Material for this task:
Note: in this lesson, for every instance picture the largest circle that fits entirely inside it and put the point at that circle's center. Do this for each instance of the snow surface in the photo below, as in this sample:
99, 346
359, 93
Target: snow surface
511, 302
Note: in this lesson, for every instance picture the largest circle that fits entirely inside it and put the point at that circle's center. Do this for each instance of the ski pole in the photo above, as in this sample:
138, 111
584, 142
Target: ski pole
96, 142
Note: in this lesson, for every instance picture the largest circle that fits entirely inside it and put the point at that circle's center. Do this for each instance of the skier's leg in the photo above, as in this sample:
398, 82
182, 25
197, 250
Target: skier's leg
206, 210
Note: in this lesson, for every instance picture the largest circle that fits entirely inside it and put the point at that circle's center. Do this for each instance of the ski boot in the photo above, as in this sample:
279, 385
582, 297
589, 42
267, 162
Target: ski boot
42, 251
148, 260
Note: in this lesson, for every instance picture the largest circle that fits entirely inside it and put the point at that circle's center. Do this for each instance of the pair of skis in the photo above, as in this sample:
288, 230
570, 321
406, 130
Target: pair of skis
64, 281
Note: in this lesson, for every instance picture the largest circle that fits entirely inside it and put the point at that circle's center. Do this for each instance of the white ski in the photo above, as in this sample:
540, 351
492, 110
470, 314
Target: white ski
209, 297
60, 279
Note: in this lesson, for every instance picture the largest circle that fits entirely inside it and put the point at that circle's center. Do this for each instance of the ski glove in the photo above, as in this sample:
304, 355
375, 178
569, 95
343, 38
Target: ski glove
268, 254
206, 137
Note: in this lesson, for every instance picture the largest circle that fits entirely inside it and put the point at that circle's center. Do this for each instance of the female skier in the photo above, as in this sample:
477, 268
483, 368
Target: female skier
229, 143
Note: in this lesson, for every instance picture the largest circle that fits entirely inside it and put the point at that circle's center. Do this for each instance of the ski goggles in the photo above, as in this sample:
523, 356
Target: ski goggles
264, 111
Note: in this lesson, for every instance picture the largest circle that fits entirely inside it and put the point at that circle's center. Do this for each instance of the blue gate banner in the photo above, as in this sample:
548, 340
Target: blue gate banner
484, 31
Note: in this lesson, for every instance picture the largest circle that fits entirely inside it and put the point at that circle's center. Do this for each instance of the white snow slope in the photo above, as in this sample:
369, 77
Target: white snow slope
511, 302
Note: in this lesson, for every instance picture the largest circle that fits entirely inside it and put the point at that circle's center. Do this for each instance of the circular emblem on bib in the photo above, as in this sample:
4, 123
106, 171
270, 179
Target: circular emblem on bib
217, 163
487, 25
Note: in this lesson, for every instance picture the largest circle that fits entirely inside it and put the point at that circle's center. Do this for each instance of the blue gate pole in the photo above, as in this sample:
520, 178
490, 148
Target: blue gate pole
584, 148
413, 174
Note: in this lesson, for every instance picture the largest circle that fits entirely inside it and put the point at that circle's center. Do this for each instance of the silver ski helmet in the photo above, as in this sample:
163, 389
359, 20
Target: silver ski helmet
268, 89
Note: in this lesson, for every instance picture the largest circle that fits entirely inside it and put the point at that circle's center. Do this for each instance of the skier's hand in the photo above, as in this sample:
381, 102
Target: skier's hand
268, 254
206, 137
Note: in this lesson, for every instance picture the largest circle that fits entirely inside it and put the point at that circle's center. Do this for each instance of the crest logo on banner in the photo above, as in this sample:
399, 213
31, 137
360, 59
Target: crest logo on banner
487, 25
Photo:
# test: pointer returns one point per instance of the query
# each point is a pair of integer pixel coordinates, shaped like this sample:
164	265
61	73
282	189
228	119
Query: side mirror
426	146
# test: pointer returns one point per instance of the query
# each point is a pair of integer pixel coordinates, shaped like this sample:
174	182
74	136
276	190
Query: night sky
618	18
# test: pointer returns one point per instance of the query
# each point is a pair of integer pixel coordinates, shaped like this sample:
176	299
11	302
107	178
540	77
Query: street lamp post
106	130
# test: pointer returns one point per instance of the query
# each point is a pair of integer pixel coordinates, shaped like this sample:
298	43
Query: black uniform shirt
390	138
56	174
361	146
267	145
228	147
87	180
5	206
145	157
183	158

Task prompt: Every entry above must be reproduced word for word.

Exercise output:
Note: in this lesson, for every instance picture the largest circle that fits entirely inside it and put the point at that circle's center. Do this for each instance of the snow surface in the photo below, as in this sample:
99, 346
359, 93
Target: snow surface
511, 302
Note: in this lesson, for every instance picture the largest circle that fits entirely inside it and put the point at that circle's center. Do this for each instance of the ski pole in the photo above, as in this sample:
138, 111
584, 142
Target: ski pole
96, 142
Note: in this lesson, for every instance picture the largest circle that fits entirely inside it and put the point at that circle's center. Do this for each instance of the skier's leg in the photo above, as in this sample:
398, 82
182, 25
197, 250
Target: skier's leg
206, 210
Note: in this lesson, for every instance picture the largest circle that fits entirely inside it and put the point at that circle's center. Do this for each instance of the ski boot in the photo above, as in this sample:
279, 385
582, 297
589, 42
267, 162
Target: ski boot
42, 251
148, 260
Note: in this lesson, for every instance picture the largest circle that fits entirely inside it and put the point at that circle's center. Do this for each instance of the pair of skis in the photo above, as in this sample:
288, 230
570, 321
406, 130
Target: pair of skis
64, 281
Note: in this lesson, for every instance picture the largest circle that fits entirely inside it and put the point at that circle's center. Do this for each instance of the white ski in the photo above, as in this sample:
540, 351
492, 110
470, 314
Target: white ski
209, 297
60, 279
Note: in this lesson, for every instance picture the largest circle that fits entirely inside it and put the point at that circle's center. Do this for each instance of the ski glove in the photo above, as in this sample:
304, 355
375, 178
569, 95
343, 38
Target: ski glove
268, 254
206, 137
Note: in this lesson, for every instance picture the largest circle that fits entirely inside it and put the point at that circle's center. Do this for each instance of the female skier in the photo above, as in this sample:
477, 268
483, 368
Target: female skier
229, 143
Note: in this lesson, for every instance picture the largest circle that fits entirely inside it and put the point at that circle's center. Do this for each instance of the ski goggles in the photo above, as in this sample:
523, 356
Target: ski goggles
264, 111
Note: in this lesson, for every instance picture the largest circle that fits entirely inside it and put the point at that circle's center. Do this for each instance of the blue gate banner in the photo above, as in this sample:
548, 340
Target: blue gate banner
484, 31
Note: in this lesson, for every instance picture the largest circle that fits entirely inside it and put the point at that circle's center. Do this for each instance of the white snow slope in the photo above, as in this sample:
369, 77
Target: white snow slope
511, 302
Note: in this lesson, for every instance picture the largest circle that fits entirely inside it and put the point at that circle's center. Do this for each instance of the circular emblem on bib in the photo above, as in this sample:
4, 123
106, 171
270, 179
Target: circular emblem on bib
217, 163
487, 25
Note: in this lesson, for every instance picture the largest circle that fits entirely inside it and put the point at that circle's center. Do this for each instance of the blue gate pole in the photo above, as in this sample:
520, 178
490, 148
Target: blue gate pole
584, 148
413, 174
Note: in this lesson, for every instance picture the largest circle that fits entirely inside it and put the point at that circle's center. Do this for each instance of the silver ski helmet in the photo above, as in this sample:
163, 389
359, 20
Target: silver ski helmet
268, 89
Note: in this lesson, for every instance picture the largest circle that fits entirely inside it and put the point at that circle's center. Do this for each instance of the skier's hand in the photo above, as in this sample:
381, 102
Target: skier's hand
268, 254
206, 137
Note: in this lesson, for every instance picture the largest circle that fits entirely inside it and put the point at that circle's center. Do this for each instance of the crest logo on banner in the photo above, as in this sample:
399, 213
31, 137
360, 59
Target: crest logo on banner
487, 25
Photo:
# test: pointer returns one point per instance of the query
# each point is a pair of integer pixel coordinates, shaped like this sample:
164	265
61	73
282	189
228	119
Query: side mirror
426	146
# test: pointer returns one point per instance of the query
# each point is a pair of integer pixel coordinates, shaped like this sample:
174	182
74	136
276	190
Query: night sky
618	18
# test: pointer returns one point per instance of the query
# each point is a pair of integer pixel coordinates, shaped like this sample:
176	299
11	302
107	178
540	77
Query: street lamp post
106	130
# test: pointer returns one point per instance of the query
# each point is a pair of integer pixel coordinates, shaped like this sample:
298	43
Query: black uniform shirt
390	138
56	174
361	146
267	145
228	147
87	180
5	206
145	157
183	158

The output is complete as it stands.